List of tasks:
- 1) From the passage on colonial blasphemy laws, list every colony named in the sentence that begins "Other colonies passed similar laws," giving each colony once.
- 2) Set down the portion of the passage on colonial blasphemy laws that opens with the words containing "Noah Webster, Letters" and closes with "Lev. 24.15, 16.".

Noah Webster, Letters to a Young Gentleman 8 (1823); see also Noah Webster, A Collection of Papers 296 (1843). Colonies enacted laws that embodied these two categories. For example, a 1610 Virginia law declared:

That no man speak impiously or maliciously against the holy and blessed Trinity or any of the three persons . . . upon pain of death. That no man blaspheme God’s holy name upon the pain of death.

"Articles, Laws, and Orders, Divine, Politic, and Martial for the Colony of Virginia" (1610-1611), reprinted in Colonial Origins, supra, at 316. Similarly, a 1639 Connecticut law declared that

      [i]f any person shall blaspheme the name of God the Father, Son, or Holy Ghost, with direct, express, presumptuous or high-handed blasphemy, or shall curse in the like manner, he shall be put to death. Lev. 24.15, 16.

The Code of 1650, at 28-29. Other colonies passed similar laws: Massachusetts in 1641, "Massachusetts Body Of Liberties" (1641), reprinted in Select Charters and Other Documents Illustrative of American History, 1606-1775 87 (William MacDonald ed., 1993) [hereinafter Select Charters]. Connecticut in 1642, "Capital Laws of Connecticut" (1642), reprinted in Colonial Origins, supra, at 230; New Hampshire in 1680, "General Laws and Liberties of New Hampshire" (1680), reprinted in Colonial Origins, supra, at 6; Pennsylvania in 1682, "An Act for Freedom of Conscience" (Pennsylvania, 1682), reprinted in Colonial Origins, at 289; Pennsylvania in 1700, An Abridgment of the Laws of Pennsylvania 32 (Collinson Read ed., 1801); Pennsylvania in 1741, "An Act to Prevent the Grievous Sins of Cursing and Swearing within this Province and Territories," reprinted in 1 Laws of the Commonwealth of Pennsylvania 7 (1810); South Carolina in 1695, "Blasphemy-Profaneness" (1695), reprinted in 1 Alphabetical Digest of the Public Statute of South Carolina 87-88 (Joseph Brevard ed., 1814); and North Carolina in 1741, "Vice and Immorality" (1741), reprinted in A Manual of The Laws of North Carolina, Arranged Under Distinct Heads, In Alphabetical Order 264 (John Haywood ed., 1814).

    Prominent Framers also enforced the third commandment. For example, Commander-in-Chief George Washington issued numerous military orders during the American Revolution that first prohibited swearing and then ordered an attendance at Divine worship, thus relating the prohibition against profanity to a religious duty. Typical of these orders is Washington’s declaration on July 4, 1775.

The General most earnestly requires and expects a due observance of those articles of war established for the government of the army which forbid profane cursing, swearing, and drunkenness; and in like manner requires and expects of all officers and soldiers not engaged on actual duty, a punctual attendance on Divine Service to implore the blessings of Heaven upon the means used for our safety and defense.

Records:
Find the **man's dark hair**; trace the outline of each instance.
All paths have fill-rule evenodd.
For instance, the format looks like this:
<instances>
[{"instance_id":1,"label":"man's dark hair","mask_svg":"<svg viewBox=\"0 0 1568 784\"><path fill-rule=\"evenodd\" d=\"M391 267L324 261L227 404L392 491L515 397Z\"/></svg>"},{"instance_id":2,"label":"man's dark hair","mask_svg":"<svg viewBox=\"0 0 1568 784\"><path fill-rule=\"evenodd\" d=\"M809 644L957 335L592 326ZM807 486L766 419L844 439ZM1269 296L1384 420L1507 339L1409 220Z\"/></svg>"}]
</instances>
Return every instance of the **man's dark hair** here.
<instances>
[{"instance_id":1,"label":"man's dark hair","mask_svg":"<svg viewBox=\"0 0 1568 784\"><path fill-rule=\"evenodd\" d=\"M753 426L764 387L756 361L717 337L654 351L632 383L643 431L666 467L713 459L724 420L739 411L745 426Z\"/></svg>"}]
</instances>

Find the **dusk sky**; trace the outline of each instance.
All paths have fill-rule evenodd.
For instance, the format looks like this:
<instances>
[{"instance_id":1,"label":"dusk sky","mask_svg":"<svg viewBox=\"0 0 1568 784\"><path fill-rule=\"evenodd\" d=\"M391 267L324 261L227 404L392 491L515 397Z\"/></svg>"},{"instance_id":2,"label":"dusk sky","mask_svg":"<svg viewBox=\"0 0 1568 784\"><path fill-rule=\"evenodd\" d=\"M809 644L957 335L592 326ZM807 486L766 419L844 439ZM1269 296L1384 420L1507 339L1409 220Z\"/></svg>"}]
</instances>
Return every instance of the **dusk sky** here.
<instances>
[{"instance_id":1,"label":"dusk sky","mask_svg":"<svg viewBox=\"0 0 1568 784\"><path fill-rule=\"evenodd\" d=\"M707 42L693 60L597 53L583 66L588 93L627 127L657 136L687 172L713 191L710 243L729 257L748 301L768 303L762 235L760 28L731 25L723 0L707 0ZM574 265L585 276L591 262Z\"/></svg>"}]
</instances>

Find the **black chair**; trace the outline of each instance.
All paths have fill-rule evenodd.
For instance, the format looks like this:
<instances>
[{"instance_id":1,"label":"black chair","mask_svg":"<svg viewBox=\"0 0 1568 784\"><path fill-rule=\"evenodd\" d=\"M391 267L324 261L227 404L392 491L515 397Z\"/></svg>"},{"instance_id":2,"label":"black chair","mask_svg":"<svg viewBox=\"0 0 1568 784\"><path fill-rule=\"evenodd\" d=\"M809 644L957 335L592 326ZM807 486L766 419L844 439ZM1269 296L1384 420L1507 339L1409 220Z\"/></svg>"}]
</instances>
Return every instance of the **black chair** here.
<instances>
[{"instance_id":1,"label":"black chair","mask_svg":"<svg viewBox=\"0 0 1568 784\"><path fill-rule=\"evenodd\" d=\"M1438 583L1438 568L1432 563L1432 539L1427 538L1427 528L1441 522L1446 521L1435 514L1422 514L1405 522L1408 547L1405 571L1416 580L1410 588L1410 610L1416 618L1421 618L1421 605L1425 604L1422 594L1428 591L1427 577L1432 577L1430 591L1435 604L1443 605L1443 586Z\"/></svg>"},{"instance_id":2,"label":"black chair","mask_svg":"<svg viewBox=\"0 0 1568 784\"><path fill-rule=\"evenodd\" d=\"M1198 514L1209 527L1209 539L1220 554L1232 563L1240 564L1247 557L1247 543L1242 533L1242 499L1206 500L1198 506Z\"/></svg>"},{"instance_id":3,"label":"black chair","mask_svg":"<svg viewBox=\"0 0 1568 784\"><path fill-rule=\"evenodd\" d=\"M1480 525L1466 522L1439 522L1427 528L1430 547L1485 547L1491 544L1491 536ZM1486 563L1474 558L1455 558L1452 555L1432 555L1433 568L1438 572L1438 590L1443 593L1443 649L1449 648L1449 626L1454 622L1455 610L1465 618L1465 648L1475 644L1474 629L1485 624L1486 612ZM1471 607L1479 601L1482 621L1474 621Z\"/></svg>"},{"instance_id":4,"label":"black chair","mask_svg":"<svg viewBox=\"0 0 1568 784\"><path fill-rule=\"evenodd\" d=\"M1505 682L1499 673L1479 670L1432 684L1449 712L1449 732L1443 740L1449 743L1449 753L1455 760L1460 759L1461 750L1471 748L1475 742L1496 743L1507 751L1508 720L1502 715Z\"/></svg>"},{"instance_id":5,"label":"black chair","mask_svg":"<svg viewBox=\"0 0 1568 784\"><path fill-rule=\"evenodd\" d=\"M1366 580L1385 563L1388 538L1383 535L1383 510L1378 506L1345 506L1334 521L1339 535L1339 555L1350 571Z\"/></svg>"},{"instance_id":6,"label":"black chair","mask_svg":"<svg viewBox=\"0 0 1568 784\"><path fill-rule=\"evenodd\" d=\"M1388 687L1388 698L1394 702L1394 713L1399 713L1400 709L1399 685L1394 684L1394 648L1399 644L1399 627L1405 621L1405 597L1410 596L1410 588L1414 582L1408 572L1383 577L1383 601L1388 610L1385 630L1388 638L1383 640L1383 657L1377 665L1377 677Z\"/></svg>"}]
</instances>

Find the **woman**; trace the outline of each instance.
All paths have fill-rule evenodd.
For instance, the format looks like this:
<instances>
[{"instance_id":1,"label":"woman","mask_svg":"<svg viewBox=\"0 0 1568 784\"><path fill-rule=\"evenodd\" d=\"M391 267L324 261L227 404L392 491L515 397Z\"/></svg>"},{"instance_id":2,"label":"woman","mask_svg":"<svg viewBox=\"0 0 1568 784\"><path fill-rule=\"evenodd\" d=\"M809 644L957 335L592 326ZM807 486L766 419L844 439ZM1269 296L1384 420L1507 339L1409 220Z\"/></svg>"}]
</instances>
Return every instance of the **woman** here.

Solutions:
- 1)
Massachusetts
Connecticut
New Hampshire
Pennsylvania
South Carolina
North Carolina

- 2)
Noah Webster, Letters to a Young Gentleman 8 (1823); see also Noah Webster, A Collection of Papers 296 (1843). Colonies enacted laws that embodied these two categories. For example, a 1610 Virginia law declared:

That no man speak impiously or maliciously against the holy and blessed Trinity or any of the three persons . . . upon pain of death. That no man blaspheme God’s holy name upon the pain of death.

"Articles, Laws, and Orders, Divine, Politic, and Martial for the Colony of Virginia" (1610-1611), reprinted in Colonial Origins, supra, at 316. Similarly, a 1639 Connecticut law declared that

      [i]f any person shall blaspheme the name of God the Father, Son, or Holy Ghost, with direct, express, presumptuous or high-handed blasphemy, or shall curse in the like manner, he shall be put to death. Lev. 24.15, 16.